--- Data in this exercise ---

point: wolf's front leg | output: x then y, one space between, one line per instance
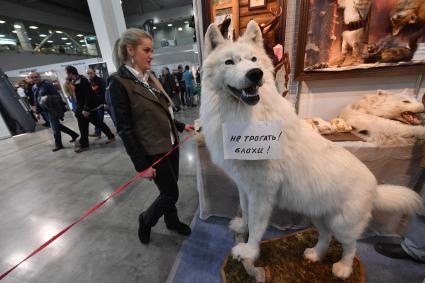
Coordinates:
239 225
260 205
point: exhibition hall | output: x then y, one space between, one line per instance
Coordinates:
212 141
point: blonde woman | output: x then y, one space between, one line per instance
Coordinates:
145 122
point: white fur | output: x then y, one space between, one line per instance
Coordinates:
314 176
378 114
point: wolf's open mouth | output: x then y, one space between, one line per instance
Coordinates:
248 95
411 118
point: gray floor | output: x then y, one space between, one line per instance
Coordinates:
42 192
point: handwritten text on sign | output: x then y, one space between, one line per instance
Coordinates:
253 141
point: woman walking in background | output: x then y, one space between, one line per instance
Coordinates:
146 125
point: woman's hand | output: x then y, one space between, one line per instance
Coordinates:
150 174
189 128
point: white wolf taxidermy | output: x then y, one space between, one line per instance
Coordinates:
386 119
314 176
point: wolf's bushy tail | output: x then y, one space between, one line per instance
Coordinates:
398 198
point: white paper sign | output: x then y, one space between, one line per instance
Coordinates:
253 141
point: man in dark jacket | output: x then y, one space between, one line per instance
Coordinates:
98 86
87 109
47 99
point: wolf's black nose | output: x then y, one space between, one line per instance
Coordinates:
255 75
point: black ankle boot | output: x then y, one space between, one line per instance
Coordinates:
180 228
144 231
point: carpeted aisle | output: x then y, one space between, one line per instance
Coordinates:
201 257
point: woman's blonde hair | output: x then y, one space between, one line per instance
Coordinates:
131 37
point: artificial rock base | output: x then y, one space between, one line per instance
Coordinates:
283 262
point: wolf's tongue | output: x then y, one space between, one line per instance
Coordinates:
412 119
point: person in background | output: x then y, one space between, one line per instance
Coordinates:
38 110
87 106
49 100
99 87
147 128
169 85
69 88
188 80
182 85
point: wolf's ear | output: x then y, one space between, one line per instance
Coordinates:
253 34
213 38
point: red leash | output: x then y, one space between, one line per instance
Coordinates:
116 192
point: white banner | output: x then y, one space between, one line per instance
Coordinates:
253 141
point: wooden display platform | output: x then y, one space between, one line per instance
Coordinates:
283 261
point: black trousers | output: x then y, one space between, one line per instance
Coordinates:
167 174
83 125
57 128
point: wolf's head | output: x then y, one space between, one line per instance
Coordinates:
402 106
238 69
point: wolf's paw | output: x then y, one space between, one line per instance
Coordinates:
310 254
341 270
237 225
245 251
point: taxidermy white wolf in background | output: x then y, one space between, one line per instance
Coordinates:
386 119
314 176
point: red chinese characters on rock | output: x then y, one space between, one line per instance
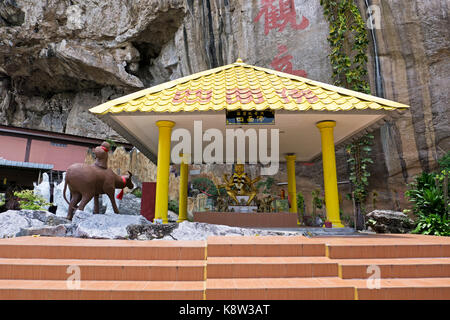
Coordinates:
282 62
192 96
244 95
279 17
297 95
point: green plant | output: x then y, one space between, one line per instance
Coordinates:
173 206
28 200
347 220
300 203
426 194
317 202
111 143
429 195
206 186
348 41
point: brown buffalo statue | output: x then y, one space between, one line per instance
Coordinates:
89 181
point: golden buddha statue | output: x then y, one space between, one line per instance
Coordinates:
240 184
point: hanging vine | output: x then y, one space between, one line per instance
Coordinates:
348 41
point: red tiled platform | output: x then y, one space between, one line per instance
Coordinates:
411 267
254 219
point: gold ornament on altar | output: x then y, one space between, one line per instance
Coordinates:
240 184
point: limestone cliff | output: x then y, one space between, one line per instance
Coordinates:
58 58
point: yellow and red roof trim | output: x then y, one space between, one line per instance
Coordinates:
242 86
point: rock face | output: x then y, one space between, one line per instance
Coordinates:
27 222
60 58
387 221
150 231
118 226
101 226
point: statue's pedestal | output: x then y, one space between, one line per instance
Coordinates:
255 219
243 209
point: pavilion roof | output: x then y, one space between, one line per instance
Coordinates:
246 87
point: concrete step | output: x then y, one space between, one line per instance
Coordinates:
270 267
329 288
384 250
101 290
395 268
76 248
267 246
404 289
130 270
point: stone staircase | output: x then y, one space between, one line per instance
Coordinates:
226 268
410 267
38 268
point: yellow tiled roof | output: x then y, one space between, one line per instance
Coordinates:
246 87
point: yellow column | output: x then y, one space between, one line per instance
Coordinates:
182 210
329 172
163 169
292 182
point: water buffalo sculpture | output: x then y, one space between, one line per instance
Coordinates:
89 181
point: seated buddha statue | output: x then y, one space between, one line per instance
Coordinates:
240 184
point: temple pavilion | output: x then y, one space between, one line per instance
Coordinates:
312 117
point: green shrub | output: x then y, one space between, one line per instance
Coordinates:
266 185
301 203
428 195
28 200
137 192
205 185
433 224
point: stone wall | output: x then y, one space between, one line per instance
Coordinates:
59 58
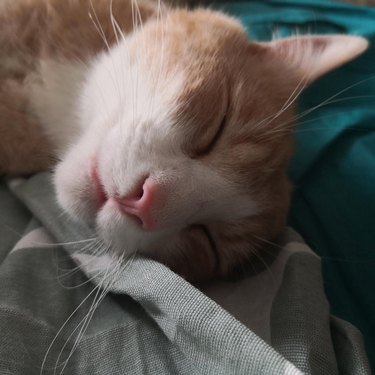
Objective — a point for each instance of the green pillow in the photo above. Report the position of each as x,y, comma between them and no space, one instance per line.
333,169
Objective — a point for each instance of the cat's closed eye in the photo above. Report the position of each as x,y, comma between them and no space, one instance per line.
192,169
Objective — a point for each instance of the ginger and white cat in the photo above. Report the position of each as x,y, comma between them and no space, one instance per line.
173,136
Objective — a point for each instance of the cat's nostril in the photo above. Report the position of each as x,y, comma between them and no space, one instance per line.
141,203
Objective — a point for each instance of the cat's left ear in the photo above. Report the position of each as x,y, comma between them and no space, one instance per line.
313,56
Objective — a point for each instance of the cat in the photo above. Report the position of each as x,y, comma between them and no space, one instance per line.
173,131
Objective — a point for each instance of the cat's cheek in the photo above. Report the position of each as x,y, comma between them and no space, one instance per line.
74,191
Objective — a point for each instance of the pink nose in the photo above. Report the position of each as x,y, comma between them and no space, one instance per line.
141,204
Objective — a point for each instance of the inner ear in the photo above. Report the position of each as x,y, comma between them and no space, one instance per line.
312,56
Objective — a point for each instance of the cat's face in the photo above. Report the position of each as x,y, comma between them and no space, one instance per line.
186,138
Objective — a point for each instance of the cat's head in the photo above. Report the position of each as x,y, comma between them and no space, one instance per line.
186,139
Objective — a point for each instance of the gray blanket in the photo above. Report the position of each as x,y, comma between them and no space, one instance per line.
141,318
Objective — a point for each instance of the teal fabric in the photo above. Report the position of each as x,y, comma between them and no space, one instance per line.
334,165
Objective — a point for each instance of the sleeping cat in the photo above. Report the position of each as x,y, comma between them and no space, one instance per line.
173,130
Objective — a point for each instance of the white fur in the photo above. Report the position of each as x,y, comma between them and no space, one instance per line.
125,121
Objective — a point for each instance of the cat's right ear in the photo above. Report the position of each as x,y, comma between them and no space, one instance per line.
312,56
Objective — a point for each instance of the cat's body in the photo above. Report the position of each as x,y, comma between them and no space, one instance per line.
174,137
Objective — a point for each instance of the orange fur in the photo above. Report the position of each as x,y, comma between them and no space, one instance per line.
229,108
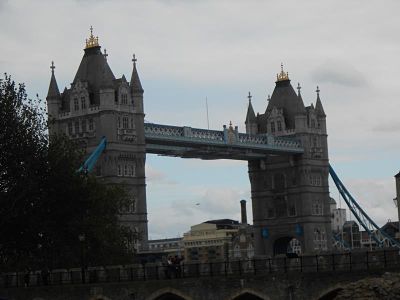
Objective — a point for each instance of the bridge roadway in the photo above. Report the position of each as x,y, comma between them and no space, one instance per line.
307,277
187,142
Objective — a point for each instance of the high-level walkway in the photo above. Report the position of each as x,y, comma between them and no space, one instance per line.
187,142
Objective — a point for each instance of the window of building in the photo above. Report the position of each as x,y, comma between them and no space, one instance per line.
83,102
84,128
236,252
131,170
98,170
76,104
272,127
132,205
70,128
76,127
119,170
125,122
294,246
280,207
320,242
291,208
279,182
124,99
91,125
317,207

---

*What to do:*
Copy out each line exactly, without the pictures.

*Exercise result:*
point: wolf's front leg | output: x then y, one space between, one line per instance
Coordinates:
239 225
260 205
point: exhibition hall | output: x then y, one space between, one line per instance
Coordinates:
212 141
point: blonde woman | output: x then y, one space between, one line per instance
Coordinates:
145 122
point: white fur | output: x then y, one space between, one line per instance
Coordinates:
314 176
378 114
point: wolf's open mouth | output: x then y, one space between, one line per instance
Coordinates:
248 95
411 118
point: gray floor | output: x then y, one space between, one line per instance
Coordinates:
42 192
point: handwritten text on sign | output: x then y, one space between, one line per instance
Coordinates:
253 141
point: woman walking in background | output: x then y, one space between, one line per instance
Coordinates:
146 125
point: woman's hand | output: x then y, one space between, one line per instance
Coordinates:
150 174
189 128
point: white wolf taxidermy | output: x then y, one space between, one line per instance
Coordinates:
386 119
314 176
point: wolf's bushy tail | output: x then y, one space between, one line per instance
Coordinates:
398 198
point: white paper sign | output: x then y, one space between, one line per instance
Coordinates:
253 141
point: man in dark jacket | output: x then y, one space between, one line per instance
Coordinates:
98 86
87 109
47 99
point: wolf's black nose | output: x then y, one space between, one line per instance
Coordinates:
255 75
point: black ankle boot | output: x then y, one space between, one line per instance
Coordinates:
180 228
144 231
point: carpeted aisle | output: x then y, one space between, one line per instance
Coordinates:
201 257
point: woman's blonde hair | output: x then y, one space between, one line per instance
Coordinates:
131 37
point: artificial rock base | output: x then y, one space between, one line per instance
Coordinates:
283 262
point: wolf's tongue | output: x then y, one space between, one line per instance
Coordinates:
412 119
point: person in background | output: x then y, one space between, one line per instance
Coordinates:
38 110
87 106
49 100
99 87
147 128
169 85
69 88
188 80
182 85
point: wolf's ear | output: x then y, one space between, one line per instance
Coordinates:
253 34
213 38
point: red leash | output: x then y, one space between, one line per instance
Coordinates:
116 192
point: white banner | output: x then y, one space between, one line per instance
Coordinates:
253 141
point: wooden display platform | output: x then y, one space between, one line per instance
Coordinates:
283 261
point: black trousers | output: x then y, one space between, one line per instance
Coordinates:
167 174
83 125
57 128
point: wolf's head | output: x then y, one space between, one line per instance
Coordinates:
402 106
238 69
point: wolf's paw | output: x then y, one space between, one line per instance
Coordinates:
310 254
341 270
237 225
245 251
point: taxidermy white wolf in background | output: x then y, one space between, one line per instance
Coordinates:
386 119
314 176
point: red chinese characters on rock | output: x then y, one space between, one line per instance
Coordinates:
282 62
192 96
244 95
279 17
297 95
point: green plant | output: x then y, one space between, one line per instance
Coordinates:
173 206
28 200
347 220
300 203
426 194
317 202
111 143
429 195
206 186
348 41
point: brown buffalo statue | output: x then y, one space between, one line per instance
Coordinates:
89 181
point: golden buddha statue | output: x then y, one space between, one line per instance
Coordinates:
240 184
point: hanging vine | output: x then y, one space between, one line per instance
Coordinates:
348 41
point: red tiled platform | output: x then y, one space between, one line per instance
Coordinates:
411 267
254 219
point: gold ornament on altar | output: x then y, one space between, one line per instance
Coordinates:
240 184
point: limestone cliff | output: x then y, one space between, one line per instance
Coordinates:
58 58
point: yellow and red roof trim | output: x then y, one space between, one line per instance
Coordinates:
242 86
point: rock face | output: x then y, one space between, one line per instance
Coordinates:
27 222
60 58
387 221
150 231
118 226
101 226
point: statue's pedestal | output: x then y, one space between, one line per instance
Coordinates:
255 219
243 209
point: pavilion roof | output: x then y, one space between, one line per instance
Coordinates:
246 87
point: concrete step | output: x then y, one space between, one line per instance
Coordinates:
270 267
329 288
384 250
101 290
395 268
76 248
267 246
404 289
130 270
point: stone staircase | output: x then y, one space between, one line per instance
Coordinates:
226 268
410 267
38 268
point: yellow tiled roof | output: x then y, one space between, one line per instance
Coordinates:
246 87
point: yellow column | output: x then y, one space between, one line per instance
Coordinates:
182 210
329 172
163 169
292 182
point: water buffalo sculpture | output: x then y, one space between, one line per instance
Coordinates:
89 181
point: seated buddha statue | output: x then y, one space between, one line per instance
Coordinates:
240 184
point: temple pavilion | output: x then y, one space between, one line per instance
Coordinates:
312 117
point: green shrub | output: x then y, one space between, one line per instance
Coordinates:
266 185
301 203
428 195
28 200
137 192
205 185
433 224
point: stone wall | output: x then y, one space between, one line per instance
Coordinates:
59 58
Objective — a point for each instance of the green pillow in the photo above. Report the position of each as x,y, comma between them and no space, one instance per line.
333,169
Objective — a point for each instance of the cat's closed eye in the photo above. Report the position of each as x,y, comma between them and no space, one instance per line.
192,169
Objective — a point for each instance of the ginger and white cat in the photo above. Report the position of each as x,y, comma between them and no space, one instance per line.
173,136
Objective — a point for each instance of the cat's nostril in the photo above. Report the position of each as x,y, comma between them and no space, one instance per line.
141,203
Objective — a point for each instance of the cat's left ear in the photo above. Report the position of each as x,y, comma between them and no space, one instance per line.
313,56
Objective — a point for each instance of the cat in the photo above. Report the position of each as x,y, comma between them and no space, one instance per line.
173,131
Objective — a point for each instance of the cat's cheek in the photo above. Report the position of each as x,y, comma between them and no space, one instance per line.
74,191
Objective — a point for each instance of the pink nose in the photo above. Report the position of each as x,y, comma between them and no space, one instance per line.
141,204
Objective — a point for each instance of the inner ear in the photo above. Report the position of each as x,y, comma between them and no space, one instance per line.
312,56
Objective — a point for each instance of the cat's face in the photo above. Report the position of each as x,y, comma between them and no space, one instance per line.
186,138
Objective — a point for each instance of the cat's head in the photo above. Report the position of each as x,y, comma between them and no space, one instance per line.
186,139
Objective — a point for each instance of the gray blanket in the photo above. Report the position of each as x,y, comma between them and no space, one instance per line.
141,318
Objective — a point for each instance of the teal fabric in the photo above. Report the position of each as x,y, comma between them and no space, one instance per line.
334,165
Objective — a point for each instance of the sleeping cat in the photo above. Report the position of each as x,y, comma between them and no space, one instance per line.
173,130
Objective — a point for each instance of the white fur in the photo above. Report the position of each as x,y, comma between them and no space, one instance per line.
125,121
Objective — a point for each instance of the cat's right ear in the photo above. Report the position of each as x,y, comma between them and no space, one instance per line.
312,56
Objective — a point for each instance of the cat's body in the photo above. Report the position of each as x,y, comma between them and no space, one instance per line.
174,137
Objective — a point for each instance of the orange fur in the photo above. Report the position of each as x,y, comma between them and no space, one instance per line.
229,108
Objective — a point for each instance of the bridge roadway in the photo above. Report the position of each as x,y, comma between them and no space, one instance per line.
307,277
187,142
Objective — a point for each instance of the high-level walkway in the photo above. Report the position of each as x,y, comma between them and no space, one instance per line.
187,142
Objective — a point for each instance of the window of building in the photo above. Report the position of each as x,y, comma between them and no space, one instance per line.
83,102
84,128
236,252
131,170
98,170
76,104
272,127
132,205
70,128
76,127
119,170
125,122
294,246
280,207
320,242
291,208
279,182
124,99
91,125
317,207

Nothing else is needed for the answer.